* **Tasks and exercises**:
1) According to the text on Autism and Asperger’s Disorder, what is the main difference between the two diagnoses under the DSM-IV?
2) In the text on Autism and Asperger’s Disorder, rewrite the passage between "Autism and Asperger’s" and "the two disorders.", inclusive, substituting "defining" for "hallmark".

* **Study text**:
+++
Autism and Asperger’s Disorder are diagnoses which both present with a hallmark feature of social impairment. There are several differences between the two diagnoses which help classify the two disorders.
The Diagnostic and Statistical Manual of Mental Disorders, Fourth Edition, Text Revised (DSM-IV-TR), which is the diagnostic guidebook published by the American Psychiatric Association, indicates that there are three domains of diagnostic criteria for a diagnosis of Autism. Impairment with social relationships is the first domain which includes impaired nonverbal communication (poor eye contact and lack of gestures), poor peer relationships (lack of social interest when young to one-sided social interactions when older), poor joint attention (lack of pointing to show interest, not bringing items to show parents), and a lack of emotional reciprocity (failure of the child to notice parents and peers emotions). The second area is impairment in language which includes: language delay (not speaking at a year, or not speaking in sentences at two years), inability to carry on a give-and-take conversation, perseverative and repetitive language (repeating lines from television shows or the same thing over and over), and absent or delayed pretend play. The final area of Autism is repetitive behaviors which include: preoccupations or over-interest with favorite objects or topics that are unusual for the child’s age, routines and rituals that cause distress if interrupted, stereotypical movements (rocking, hand flapping, spinning), and interest in parts of objects (playing with only the wheels on a car). According to the DSM-IV, the main differential between the diagnoses of Autism (as described above) versus Asperger’s Disorder is that children with a diagnosis of Aspergers do not evidence impairment in language.
+++
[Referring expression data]
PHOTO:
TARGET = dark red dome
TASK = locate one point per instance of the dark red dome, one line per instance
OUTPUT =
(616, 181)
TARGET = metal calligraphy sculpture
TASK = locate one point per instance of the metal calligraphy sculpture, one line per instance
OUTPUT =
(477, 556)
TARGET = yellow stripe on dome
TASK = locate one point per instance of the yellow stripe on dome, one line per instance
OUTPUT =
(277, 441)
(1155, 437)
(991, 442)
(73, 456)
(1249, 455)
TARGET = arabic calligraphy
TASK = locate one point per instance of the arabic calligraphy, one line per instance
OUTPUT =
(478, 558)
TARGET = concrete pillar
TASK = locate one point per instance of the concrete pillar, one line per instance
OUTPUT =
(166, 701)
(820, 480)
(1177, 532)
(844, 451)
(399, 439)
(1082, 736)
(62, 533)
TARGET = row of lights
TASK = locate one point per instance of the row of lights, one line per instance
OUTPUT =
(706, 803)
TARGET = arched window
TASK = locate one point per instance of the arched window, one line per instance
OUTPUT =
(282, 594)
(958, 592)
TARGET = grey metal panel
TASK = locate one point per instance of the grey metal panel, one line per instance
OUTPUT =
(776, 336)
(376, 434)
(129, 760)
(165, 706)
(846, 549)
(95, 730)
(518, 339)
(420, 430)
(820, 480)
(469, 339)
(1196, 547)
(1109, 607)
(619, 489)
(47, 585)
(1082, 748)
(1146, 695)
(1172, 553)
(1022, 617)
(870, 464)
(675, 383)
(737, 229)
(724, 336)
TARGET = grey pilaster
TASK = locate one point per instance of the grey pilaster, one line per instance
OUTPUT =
+++
* **Solution list**:
1) Children with a diagnosis of Asperger’s do not show impairment in language.

2)
Autism and Asperger’s Disorder are diagnoses which both present with a defining feature of social impairment. There are several differences between the two diagnoses which help classify the two disorders.